Психопатологические симптомы — это феноменологически наблюдаемые проявления застывших гештальтов, которые являются реляционными со-творческими феноменами поля. Эти ригидные паттерны вызывают страдания границы контакта и отношений (разумеется, индивид вносит свой вклад в организацию своего реляционного поля). Они становятся фигурой и в терапевтических отношениях: клиент и терапевт являются со-творцами психопатологии, возникающей в их отношениях. Терапевт может выйти из ригидной полевой структуры, используя свое осознание. Тем самым терапевт оказывает поддержку отношениям и предлагает клиенту шанс расширить спектр своих возможностей. Терапевты предоставляют опыт контакта, которого не хватало клиентам и который они искали [45,46,53]. В этом смысле симптомы — это всегда просьба об особых отношениях: о таком контакте, в котором симптомы больше не нужны [54].

◇ ◇ ◇ ◇ ◇ ◇ ◇

ЗАДАНИЕ 1: Выпишите все номера ссылок в квадратных скобках из отрывка о психопатологических симптомах.
ЗАДАНИЕ 2: Что, по словам отрывка, использует терапевт, чтобы выйти из ригидной полевой структуры?
ЗАДАНИЕ 3: Верните из отрывка о симптомах часть текста без единого изменения, начиная со слов «Психопатологические симптомы — это» и заканчивая словами «больше не нужны [54].».
Записи здесь для работы не понадобятся.

ИСХОДНЫЕ ДАННЫЕ:
◇ ◇ ◇ ◇ ◇ ◇ ◇

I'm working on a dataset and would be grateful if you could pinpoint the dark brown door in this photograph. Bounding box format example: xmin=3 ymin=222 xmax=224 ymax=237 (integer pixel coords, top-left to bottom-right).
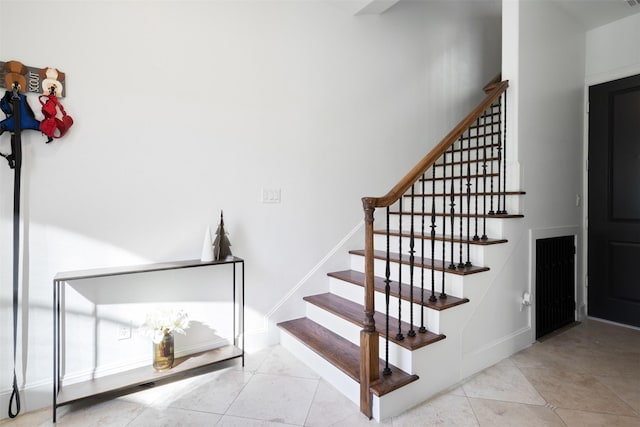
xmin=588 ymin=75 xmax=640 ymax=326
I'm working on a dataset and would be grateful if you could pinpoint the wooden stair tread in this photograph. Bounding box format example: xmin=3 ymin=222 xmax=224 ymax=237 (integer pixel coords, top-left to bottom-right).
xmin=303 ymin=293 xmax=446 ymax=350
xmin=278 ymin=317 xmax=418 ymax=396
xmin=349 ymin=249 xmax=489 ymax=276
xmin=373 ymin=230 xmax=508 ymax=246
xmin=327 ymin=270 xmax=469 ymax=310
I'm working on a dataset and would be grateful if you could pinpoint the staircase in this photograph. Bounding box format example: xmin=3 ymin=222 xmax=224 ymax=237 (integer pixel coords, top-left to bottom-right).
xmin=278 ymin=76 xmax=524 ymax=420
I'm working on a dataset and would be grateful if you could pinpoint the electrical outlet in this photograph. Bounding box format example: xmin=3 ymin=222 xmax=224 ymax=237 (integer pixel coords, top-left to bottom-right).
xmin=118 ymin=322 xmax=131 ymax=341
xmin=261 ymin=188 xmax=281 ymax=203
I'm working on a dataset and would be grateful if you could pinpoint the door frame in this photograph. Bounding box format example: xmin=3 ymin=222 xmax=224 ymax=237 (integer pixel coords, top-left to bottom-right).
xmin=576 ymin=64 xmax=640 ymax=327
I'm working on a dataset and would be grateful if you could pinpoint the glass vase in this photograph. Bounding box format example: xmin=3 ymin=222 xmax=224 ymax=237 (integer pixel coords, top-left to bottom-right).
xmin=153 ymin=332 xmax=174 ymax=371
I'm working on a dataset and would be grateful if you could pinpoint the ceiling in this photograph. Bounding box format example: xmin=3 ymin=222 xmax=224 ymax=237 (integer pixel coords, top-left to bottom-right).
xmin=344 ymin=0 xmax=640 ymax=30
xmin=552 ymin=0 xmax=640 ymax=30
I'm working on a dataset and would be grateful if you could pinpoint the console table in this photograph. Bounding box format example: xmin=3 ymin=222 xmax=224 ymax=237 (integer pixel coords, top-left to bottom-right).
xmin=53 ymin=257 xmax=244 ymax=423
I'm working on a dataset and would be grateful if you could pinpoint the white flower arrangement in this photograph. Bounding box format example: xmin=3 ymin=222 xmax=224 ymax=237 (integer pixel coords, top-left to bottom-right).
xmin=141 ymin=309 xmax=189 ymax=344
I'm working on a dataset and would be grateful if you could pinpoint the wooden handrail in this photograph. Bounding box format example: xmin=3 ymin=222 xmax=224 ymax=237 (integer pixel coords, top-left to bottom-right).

◇ ◇ ◇ ◇ ◇ ◇ ◇

ОТВЕТ К ЗАДАНИЮ 1: 45, 46, 53, 54

ОТВЕТ К ЗАДАНИЮ 2: Свое осознание.

ОТВЕТ К ЗАДАНИЮ 3:
Психопатологические симптомы — это феноменологически наблюдаемые проявления застывших гештальтов, которые являются реляционными со-творческими феноменами поля. Эти ригидные паттерны вызывают страдания границы контакта и отношений (разумеется, индивид вносит свой вклад в организацию своего реляционного поля). Они становятся фигурой и в терапевтических отношениях: клиент и терапевт являются со-творцами психопатологии, возникающей в их отношениях. Терапевт может выйти из ригидной полевой структуры, используя свое осознание. Тем самым терапевт оказывает поддержку отношениям и предлагает клиенту шанс расширить спектр своих возможностей. Терапевты предоставляют опыт контакта, которого не хватало клиентам и который они искали [45,46,53]. В этом смысле симптомы — это всегда просьба об особых отношениях: о таком контакте, в котором симптомы больше не нужны [54].